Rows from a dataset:

— start —

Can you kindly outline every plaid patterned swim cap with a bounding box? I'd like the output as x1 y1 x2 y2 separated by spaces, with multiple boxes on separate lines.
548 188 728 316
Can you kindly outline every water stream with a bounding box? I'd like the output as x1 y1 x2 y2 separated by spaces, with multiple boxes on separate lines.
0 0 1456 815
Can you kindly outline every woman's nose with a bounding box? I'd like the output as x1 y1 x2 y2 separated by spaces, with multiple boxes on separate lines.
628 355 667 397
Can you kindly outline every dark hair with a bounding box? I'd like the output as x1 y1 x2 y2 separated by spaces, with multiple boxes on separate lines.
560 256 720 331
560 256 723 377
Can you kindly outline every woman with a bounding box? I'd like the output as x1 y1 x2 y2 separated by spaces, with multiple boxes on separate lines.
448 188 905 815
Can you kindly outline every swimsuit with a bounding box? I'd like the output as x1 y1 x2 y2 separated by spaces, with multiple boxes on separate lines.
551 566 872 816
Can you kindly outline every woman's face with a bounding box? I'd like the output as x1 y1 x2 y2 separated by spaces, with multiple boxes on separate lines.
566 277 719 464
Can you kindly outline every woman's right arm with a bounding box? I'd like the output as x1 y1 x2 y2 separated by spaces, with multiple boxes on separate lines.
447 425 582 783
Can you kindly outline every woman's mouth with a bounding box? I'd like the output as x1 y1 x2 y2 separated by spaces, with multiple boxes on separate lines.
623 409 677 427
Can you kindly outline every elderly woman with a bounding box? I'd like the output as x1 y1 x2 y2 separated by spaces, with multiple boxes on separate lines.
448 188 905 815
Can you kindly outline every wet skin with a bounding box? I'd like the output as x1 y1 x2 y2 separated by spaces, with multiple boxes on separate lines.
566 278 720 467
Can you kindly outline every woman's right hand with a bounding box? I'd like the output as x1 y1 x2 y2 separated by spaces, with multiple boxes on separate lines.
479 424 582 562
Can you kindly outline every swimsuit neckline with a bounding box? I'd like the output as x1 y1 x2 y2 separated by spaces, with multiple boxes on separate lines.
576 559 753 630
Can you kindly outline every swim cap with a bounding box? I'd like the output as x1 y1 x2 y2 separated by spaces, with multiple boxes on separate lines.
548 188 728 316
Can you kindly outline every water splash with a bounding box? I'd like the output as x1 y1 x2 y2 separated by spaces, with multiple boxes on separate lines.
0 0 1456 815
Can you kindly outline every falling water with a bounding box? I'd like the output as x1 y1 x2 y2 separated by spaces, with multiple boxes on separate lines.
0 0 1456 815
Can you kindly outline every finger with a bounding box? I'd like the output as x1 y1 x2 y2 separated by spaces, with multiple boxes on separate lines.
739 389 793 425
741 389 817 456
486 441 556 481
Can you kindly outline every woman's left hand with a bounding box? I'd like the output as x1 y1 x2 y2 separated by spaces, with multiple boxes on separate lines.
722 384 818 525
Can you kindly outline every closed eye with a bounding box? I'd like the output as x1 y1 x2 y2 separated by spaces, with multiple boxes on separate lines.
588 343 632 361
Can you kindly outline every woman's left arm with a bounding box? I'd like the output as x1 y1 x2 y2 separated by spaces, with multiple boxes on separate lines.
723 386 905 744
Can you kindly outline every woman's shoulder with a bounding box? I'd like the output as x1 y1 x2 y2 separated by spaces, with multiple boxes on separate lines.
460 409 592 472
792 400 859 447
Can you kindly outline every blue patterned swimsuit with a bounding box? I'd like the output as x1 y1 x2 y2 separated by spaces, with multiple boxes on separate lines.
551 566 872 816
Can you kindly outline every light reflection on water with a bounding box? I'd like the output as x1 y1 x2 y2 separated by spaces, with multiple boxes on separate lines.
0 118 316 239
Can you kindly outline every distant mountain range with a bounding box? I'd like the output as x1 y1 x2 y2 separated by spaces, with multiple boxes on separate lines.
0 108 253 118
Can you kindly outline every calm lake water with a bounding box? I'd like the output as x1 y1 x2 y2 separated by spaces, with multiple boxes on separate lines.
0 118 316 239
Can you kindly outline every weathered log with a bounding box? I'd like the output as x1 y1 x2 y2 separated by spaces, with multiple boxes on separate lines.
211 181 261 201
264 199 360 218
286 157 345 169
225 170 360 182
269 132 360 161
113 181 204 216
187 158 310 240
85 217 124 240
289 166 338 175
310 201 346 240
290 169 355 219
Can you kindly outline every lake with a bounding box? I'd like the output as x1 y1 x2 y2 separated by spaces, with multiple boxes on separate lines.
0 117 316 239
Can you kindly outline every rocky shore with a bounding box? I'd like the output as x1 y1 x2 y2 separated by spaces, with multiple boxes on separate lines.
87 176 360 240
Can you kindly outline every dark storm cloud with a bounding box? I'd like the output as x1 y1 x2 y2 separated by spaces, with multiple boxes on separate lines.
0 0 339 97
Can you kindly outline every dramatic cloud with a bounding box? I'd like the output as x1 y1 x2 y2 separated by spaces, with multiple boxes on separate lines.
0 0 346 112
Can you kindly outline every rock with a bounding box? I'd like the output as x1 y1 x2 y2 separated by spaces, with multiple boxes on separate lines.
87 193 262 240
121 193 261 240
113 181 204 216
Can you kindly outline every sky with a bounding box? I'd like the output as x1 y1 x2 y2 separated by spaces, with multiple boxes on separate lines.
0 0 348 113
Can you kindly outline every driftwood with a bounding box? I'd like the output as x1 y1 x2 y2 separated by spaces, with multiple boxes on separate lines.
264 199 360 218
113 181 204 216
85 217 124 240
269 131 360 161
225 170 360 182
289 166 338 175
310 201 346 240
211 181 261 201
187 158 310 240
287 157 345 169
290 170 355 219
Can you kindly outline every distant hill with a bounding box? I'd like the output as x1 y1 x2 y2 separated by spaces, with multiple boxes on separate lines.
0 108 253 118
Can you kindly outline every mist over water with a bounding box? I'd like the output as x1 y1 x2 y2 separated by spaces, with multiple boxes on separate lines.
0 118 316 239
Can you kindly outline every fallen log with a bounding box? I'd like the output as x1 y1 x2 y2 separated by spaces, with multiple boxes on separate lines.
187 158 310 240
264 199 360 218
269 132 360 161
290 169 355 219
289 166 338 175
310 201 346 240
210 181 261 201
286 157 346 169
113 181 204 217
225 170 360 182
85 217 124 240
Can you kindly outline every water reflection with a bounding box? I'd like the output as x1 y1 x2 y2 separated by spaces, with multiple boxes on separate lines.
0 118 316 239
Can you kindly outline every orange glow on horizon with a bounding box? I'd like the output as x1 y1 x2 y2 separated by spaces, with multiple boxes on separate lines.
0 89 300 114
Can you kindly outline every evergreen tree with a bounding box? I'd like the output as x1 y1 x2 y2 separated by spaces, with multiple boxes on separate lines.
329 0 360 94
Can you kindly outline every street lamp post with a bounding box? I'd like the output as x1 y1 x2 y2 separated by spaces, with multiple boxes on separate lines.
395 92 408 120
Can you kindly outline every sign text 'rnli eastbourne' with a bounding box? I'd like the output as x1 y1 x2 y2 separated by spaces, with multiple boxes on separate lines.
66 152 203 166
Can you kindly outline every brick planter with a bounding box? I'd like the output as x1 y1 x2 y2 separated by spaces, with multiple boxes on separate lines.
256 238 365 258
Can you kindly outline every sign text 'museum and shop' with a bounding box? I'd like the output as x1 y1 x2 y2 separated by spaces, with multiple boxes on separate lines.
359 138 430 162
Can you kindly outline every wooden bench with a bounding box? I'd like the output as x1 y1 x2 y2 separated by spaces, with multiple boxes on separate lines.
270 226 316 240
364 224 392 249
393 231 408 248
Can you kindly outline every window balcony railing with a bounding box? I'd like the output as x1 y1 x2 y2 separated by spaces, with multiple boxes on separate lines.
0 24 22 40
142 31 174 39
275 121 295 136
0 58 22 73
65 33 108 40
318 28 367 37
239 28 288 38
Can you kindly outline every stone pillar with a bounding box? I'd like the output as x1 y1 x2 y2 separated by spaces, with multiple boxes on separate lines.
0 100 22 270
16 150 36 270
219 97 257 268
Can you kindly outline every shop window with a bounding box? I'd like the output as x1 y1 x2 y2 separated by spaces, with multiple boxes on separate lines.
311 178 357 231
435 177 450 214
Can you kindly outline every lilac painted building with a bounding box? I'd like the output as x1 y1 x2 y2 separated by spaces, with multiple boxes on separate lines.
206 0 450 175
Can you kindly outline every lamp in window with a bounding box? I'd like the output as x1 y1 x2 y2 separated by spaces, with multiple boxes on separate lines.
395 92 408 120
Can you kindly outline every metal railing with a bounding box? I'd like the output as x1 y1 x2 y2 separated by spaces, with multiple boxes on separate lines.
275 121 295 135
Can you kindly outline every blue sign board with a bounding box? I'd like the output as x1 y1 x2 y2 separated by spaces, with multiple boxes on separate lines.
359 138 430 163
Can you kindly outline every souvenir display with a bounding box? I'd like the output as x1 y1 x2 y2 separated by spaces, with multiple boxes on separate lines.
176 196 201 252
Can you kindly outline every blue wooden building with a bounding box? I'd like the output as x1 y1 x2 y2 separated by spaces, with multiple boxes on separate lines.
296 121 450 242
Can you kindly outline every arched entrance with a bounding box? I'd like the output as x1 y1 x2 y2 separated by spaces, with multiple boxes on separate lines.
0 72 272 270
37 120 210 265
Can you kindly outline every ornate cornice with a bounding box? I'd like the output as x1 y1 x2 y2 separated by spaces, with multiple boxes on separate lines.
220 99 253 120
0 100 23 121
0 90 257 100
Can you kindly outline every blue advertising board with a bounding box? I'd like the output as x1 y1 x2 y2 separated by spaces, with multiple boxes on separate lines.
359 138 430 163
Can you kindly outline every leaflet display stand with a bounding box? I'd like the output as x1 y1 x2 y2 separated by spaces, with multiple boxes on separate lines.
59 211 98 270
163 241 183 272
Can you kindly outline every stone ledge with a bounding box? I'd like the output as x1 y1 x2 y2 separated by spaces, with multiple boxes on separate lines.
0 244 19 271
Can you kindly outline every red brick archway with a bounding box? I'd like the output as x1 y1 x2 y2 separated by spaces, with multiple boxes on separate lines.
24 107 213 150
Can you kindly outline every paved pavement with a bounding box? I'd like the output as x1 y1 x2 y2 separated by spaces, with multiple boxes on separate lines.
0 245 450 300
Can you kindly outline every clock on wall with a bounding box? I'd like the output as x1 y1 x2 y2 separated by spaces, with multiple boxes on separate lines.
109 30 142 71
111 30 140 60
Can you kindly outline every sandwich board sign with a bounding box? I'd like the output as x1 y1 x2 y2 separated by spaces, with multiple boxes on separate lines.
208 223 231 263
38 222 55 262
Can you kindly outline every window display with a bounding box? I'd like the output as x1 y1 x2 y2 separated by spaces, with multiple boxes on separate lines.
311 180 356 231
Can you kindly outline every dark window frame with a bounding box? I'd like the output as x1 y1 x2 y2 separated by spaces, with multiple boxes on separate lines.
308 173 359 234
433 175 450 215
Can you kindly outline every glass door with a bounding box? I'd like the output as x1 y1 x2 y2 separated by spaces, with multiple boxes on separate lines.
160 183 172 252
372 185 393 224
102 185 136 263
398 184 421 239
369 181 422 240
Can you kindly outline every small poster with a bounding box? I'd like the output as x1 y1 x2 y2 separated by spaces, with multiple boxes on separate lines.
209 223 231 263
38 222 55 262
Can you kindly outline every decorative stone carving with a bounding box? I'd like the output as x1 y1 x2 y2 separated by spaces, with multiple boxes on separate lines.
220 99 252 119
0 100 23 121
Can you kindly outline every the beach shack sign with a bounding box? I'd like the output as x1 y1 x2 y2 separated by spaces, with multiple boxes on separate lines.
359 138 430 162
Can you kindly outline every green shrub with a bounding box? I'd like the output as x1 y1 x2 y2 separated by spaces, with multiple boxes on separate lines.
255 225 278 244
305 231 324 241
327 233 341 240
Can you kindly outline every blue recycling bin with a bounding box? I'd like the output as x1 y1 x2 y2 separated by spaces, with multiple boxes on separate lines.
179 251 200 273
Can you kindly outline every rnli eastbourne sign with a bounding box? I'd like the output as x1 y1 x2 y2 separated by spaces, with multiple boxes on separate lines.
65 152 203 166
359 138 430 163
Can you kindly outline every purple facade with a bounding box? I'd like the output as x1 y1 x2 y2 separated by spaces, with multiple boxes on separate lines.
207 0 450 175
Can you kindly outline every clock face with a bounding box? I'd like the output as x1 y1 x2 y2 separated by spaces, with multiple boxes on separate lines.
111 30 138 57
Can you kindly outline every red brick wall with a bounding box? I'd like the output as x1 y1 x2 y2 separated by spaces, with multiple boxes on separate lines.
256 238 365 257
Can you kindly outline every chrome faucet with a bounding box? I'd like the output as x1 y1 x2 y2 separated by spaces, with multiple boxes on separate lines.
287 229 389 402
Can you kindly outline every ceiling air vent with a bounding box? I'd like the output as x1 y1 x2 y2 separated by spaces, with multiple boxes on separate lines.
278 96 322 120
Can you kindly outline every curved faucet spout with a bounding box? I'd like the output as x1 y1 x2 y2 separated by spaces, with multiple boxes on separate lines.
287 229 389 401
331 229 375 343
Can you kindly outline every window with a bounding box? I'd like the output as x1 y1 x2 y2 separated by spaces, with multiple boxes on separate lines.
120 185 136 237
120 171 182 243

— end —

Output the lines of the records from the line with "Can you kindly outline every woman's right arm" up to and including the line with "623 409 677 427" as a Markdown table with the columns "Row" and "Line", leaving out any blank lines.

• COMPLETE ANSWER:
| Row | Line |
|---|---|
| 1 | Can you kindly outline every woman's right arm with a bounding box? I'd like the output as x1 y1 x2 y2 separated by spaces, with multiple boxes on separate lines. |
| 2 | 447 425 582 783 |
| 3 | Can you kindly outline every woman's mouth with a bounding box? I'd like the output as x1 y1 x2 y2 separated by spaces, with multiple boxes on separate lines. |
| 4 | 623 409 677 427 |